Un Tessinois, une femme et un jeune. Entre Ignazio Cassis, Isabelle Moret et Pierre Maudet, le groupe parlementaire du PLR aura le choix le 1er septembre au moment de désigner son ticket de candidats. Pas forcément sur le plan du positionnement politique: leurs profils smartvote se ressemblent comme trois gouttes d’eau. Nous dressons le portrait de chacun d'entre eux.

Ignazio Cassis, l’homme aux deux visages

 

Depuis dimanche, Pierre Maudet, en vacances jusqu’à ce vendredi, sillonne la Suisse accompagné de Sébastien Leprat, un fin connaisseur de la Berne fédérale, membre du PLR et en congé temporaire de sa fonction de responsable des relations extérieures de l’Aéroport de Genève. Après une apparition au Marché-concours de Saignelégier, où il a croisé Ignazio Cassis, il s’est lancé dans ce qu’il appelle lui-même un «marathon» électoral à travers la Suisse alémanique.

→ But de l'exercice: Reprenez l'article sur les trois candidats du PLR là où il s'interrompt et poursuivez sa rédaction. Le matériel qui figure ensuite provient d'une autre source.

→ Extrait des données:

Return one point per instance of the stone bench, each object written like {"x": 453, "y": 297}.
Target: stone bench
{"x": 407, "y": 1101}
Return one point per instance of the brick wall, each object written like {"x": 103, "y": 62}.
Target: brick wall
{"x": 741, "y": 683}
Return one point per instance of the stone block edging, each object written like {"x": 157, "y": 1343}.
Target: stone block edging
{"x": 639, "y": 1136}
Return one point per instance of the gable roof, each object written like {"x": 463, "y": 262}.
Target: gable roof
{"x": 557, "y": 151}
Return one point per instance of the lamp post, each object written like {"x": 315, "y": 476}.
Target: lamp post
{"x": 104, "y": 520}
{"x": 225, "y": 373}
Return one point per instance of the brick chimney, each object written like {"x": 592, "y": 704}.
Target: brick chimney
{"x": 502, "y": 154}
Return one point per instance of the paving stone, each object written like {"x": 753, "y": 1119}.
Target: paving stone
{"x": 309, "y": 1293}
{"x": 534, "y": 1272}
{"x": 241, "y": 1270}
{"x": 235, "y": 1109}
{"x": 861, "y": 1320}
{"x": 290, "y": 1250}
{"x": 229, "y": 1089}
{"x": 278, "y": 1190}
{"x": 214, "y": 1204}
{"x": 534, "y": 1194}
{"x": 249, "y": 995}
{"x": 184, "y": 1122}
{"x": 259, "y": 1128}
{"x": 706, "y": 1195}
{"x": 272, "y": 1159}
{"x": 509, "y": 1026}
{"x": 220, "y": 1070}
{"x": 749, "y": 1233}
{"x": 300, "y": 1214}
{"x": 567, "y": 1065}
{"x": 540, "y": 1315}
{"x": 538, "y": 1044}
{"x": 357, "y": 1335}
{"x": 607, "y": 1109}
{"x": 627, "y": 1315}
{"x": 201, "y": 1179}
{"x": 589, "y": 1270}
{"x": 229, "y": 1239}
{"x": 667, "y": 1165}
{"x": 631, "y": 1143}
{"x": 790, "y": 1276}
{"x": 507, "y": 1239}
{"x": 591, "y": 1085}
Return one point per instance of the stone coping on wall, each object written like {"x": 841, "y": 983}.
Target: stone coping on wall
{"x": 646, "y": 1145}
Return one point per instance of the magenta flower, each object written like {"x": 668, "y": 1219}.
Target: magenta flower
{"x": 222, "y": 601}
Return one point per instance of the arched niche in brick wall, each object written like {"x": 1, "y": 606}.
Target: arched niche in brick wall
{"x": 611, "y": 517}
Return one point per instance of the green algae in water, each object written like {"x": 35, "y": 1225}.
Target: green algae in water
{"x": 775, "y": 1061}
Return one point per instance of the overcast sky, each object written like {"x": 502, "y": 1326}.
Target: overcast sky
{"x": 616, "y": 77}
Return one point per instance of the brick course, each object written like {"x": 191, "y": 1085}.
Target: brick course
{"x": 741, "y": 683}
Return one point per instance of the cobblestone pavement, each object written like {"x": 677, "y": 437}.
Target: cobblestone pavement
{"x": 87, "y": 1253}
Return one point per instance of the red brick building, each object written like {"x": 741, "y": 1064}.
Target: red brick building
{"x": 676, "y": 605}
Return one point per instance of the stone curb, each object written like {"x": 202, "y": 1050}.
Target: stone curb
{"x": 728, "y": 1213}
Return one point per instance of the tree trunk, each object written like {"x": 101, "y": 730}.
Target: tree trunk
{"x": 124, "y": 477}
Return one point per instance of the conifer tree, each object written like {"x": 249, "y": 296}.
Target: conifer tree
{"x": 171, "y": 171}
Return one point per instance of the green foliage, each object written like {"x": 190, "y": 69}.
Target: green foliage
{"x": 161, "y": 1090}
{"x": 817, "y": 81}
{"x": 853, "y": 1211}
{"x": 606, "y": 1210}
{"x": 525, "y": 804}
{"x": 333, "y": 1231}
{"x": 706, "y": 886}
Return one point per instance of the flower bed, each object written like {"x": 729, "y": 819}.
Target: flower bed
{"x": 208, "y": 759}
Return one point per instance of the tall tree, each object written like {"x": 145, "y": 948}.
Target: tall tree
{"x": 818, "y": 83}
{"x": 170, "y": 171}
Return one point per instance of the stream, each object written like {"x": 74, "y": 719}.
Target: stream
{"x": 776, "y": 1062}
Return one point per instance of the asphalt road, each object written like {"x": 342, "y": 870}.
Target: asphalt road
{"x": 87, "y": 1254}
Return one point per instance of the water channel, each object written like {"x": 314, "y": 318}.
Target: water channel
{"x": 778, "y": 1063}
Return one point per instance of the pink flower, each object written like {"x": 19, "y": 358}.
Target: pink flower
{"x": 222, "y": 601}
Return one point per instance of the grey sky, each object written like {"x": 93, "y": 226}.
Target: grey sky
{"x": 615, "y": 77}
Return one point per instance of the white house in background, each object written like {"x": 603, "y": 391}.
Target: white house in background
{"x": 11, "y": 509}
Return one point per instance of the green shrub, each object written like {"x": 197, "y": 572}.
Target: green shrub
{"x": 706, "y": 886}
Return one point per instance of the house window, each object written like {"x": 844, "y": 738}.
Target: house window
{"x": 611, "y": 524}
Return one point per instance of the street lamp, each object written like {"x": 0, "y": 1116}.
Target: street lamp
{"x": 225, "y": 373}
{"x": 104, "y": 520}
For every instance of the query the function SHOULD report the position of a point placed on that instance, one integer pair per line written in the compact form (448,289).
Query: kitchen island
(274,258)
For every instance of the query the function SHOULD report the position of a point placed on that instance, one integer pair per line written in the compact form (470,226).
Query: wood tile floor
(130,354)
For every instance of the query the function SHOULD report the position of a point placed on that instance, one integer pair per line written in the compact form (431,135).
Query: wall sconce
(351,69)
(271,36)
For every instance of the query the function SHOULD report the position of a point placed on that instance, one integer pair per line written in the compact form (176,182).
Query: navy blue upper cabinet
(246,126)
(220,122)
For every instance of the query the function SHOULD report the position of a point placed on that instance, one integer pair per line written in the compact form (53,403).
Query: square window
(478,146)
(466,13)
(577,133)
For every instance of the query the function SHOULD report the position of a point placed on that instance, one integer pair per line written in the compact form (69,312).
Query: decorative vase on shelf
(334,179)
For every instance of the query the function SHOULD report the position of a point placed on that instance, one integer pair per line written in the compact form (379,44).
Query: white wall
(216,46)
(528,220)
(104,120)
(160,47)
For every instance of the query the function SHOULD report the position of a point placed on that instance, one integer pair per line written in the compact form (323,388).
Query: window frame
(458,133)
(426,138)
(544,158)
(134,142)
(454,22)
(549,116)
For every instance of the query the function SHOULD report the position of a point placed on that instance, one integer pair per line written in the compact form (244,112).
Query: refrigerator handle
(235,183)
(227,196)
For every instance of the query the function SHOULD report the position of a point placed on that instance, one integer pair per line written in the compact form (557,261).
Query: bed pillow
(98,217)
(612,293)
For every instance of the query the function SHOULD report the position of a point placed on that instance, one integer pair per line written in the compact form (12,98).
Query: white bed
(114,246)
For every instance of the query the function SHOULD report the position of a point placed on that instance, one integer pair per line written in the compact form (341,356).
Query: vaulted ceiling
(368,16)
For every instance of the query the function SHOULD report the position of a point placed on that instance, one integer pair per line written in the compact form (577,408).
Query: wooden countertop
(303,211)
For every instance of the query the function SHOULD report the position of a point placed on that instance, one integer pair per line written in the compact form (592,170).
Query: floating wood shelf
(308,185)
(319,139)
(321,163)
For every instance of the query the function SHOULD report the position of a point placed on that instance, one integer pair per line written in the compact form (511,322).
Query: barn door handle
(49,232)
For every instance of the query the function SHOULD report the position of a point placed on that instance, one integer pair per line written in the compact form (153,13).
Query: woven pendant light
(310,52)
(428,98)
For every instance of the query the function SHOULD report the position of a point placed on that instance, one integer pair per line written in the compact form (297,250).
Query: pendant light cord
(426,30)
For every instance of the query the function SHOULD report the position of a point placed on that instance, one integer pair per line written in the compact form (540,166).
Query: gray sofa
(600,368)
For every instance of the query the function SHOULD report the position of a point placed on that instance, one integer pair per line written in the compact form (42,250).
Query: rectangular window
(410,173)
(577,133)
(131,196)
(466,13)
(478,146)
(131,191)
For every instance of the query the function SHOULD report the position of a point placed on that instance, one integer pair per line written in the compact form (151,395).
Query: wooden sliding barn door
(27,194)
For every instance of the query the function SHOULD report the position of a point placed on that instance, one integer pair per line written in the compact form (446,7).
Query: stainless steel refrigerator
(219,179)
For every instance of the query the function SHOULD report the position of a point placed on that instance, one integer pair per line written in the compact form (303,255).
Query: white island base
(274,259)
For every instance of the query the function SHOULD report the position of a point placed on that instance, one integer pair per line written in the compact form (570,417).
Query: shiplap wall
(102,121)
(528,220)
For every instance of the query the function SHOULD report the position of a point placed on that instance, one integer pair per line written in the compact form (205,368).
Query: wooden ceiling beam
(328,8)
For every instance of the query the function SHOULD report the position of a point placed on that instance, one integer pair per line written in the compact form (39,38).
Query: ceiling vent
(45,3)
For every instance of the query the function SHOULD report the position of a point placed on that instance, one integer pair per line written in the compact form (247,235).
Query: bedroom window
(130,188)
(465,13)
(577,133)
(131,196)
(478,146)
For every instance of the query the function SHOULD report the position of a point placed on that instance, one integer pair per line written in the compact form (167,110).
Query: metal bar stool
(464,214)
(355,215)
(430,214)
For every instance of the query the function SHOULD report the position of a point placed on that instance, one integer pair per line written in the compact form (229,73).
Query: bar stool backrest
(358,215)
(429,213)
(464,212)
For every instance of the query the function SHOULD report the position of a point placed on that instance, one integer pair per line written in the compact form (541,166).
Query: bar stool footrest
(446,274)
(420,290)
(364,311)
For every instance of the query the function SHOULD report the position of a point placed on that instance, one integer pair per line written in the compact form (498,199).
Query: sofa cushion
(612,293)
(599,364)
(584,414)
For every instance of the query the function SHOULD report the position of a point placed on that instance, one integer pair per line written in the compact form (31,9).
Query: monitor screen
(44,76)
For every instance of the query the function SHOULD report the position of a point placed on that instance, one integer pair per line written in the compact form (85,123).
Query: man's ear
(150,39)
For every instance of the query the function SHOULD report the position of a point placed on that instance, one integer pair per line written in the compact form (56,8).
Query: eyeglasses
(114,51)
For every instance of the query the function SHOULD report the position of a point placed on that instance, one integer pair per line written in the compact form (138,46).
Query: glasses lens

→ En réponse:
Son budget de campagne est connu: 20 000 francs, la moitié étant payée de sa poche et l’autre par le PLR genevois. A Berne, mais aussi à Zurich et dans d’autres villes d’outre-Sarine, il a rencontré de nombreux membres du parti, des représentants de l’économie et a pu profiter de la reprise des séances de commissions parlementaires pour discuter avec de nombreux élus fédéraux. «Notamment des conseillers aux Etats, qui sont souvent d’anciens collègues rencontrés dans les conférences gouvernementales intercantonales où je siège. J’utilise le réseau des cantons», détaille-t-il.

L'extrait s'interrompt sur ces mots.